┌────────

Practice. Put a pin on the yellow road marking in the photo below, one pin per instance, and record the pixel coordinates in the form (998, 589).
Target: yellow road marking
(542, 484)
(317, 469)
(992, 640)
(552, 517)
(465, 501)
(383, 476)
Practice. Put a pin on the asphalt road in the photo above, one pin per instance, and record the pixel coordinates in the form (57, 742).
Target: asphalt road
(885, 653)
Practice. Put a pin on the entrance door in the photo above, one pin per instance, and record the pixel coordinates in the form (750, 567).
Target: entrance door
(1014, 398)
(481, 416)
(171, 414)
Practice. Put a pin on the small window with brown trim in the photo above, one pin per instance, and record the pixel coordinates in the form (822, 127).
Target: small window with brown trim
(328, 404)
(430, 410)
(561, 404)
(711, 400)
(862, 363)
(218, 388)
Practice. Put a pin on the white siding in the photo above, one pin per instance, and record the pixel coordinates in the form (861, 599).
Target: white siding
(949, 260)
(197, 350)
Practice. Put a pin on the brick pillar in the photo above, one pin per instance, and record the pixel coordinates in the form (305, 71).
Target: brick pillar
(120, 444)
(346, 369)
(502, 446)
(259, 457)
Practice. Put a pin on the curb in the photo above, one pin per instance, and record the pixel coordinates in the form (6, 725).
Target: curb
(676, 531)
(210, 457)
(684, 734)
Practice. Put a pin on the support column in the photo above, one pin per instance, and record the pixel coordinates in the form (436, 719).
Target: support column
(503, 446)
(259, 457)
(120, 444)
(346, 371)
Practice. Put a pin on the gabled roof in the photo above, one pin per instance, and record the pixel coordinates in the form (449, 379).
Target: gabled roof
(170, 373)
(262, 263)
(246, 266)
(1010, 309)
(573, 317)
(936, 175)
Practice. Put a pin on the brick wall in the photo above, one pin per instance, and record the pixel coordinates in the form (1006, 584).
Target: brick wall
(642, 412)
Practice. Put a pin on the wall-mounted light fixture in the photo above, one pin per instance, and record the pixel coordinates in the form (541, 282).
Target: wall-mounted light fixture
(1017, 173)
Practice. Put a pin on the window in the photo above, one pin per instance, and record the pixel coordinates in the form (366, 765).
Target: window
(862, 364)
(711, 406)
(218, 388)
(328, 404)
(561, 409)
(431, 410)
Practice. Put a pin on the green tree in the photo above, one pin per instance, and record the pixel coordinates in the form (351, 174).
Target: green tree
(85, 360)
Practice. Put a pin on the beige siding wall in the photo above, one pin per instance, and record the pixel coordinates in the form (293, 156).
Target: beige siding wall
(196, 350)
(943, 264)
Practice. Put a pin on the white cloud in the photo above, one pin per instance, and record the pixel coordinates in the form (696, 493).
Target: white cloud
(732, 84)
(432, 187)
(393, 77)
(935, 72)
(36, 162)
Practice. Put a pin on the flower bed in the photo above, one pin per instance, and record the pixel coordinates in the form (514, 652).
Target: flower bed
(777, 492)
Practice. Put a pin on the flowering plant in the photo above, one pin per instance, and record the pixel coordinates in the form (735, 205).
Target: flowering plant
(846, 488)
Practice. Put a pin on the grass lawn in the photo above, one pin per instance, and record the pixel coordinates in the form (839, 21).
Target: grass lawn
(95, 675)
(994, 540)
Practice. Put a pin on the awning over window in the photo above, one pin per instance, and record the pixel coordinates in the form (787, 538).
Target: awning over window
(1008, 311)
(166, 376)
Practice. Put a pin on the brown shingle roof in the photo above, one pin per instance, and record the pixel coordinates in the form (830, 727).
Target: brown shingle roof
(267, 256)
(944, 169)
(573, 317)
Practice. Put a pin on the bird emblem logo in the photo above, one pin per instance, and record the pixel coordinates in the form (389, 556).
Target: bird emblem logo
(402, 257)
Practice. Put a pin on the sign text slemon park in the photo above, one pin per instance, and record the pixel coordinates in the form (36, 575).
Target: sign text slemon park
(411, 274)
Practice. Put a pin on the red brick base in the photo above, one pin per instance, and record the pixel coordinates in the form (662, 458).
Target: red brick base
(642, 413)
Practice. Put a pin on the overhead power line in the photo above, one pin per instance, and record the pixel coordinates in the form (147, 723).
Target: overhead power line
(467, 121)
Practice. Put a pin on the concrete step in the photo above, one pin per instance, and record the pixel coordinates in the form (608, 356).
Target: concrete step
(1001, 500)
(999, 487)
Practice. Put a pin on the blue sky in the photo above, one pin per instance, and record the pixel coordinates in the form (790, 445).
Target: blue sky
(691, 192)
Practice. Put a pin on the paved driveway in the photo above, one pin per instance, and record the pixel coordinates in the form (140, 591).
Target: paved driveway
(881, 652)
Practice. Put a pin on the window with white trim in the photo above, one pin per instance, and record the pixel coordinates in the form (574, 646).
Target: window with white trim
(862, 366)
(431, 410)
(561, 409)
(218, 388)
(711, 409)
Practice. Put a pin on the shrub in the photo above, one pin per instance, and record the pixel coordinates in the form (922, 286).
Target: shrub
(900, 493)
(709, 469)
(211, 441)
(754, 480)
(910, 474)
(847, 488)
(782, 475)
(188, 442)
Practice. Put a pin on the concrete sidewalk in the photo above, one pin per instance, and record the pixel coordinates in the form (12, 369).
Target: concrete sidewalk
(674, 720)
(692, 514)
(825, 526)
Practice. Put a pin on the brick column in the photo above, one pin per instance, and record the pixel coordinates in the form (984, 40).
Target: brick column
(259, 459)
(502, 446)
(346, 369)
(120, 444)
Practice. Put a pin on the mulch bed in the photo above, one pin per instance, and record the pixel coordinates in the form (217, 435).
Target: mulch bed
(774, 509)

└────────

_YOUR GOAL_: Everything from the line containing "Practice. Put a pin on the paved" to the end of the records must be written out exactly; include both of those lines and no others.

_OUTPUT OF THE TASK_:
Practice. Put a pin on the paved driveway in the photo above, one pin per instance, and record the pixel coordinates in the form (140, 591).
Target: paved driveway
(881, 652)
Practice. Put a pin on the window with white trim in the photo above, one pin per instance, and record the pixel coordinates in the form (574, 646).
Target: window with white trim
(862, 366)
(431, 410)
(561, 409)
(218, 388)
(711, 409)
Practice. Put a pin on the shrub in the photo above, one pin per instance, and record the pixel coordinates in the form (922, 286).
Target: shrub
(900, 493)
(709, 469)
(211, 441)
(754, 480)
(910, 474)
(847, 488)
(782, 475)
(188, 442)
Practice. Put a pin on the concrete sidewalk in the photo above, one pin per instance, and record the pixel coordinates in the form (12, 369).
Target: concrete sidewalk
(674, 720)
(692, 514)
(825, 526)
Practice. Put a pin on the brick column in the photo above, one pin per instance, and record the pixel coordinates in the form (984, 40).
Target: brick column
(259, 459)
(502, 446)
(346, 369)
(120, 444)
Practice. Put a pin on the mulch bed in the photo above, one pin per instance, and record the pixel coordinates in the form (217, 435).
Target: mulch bed
(774, 509)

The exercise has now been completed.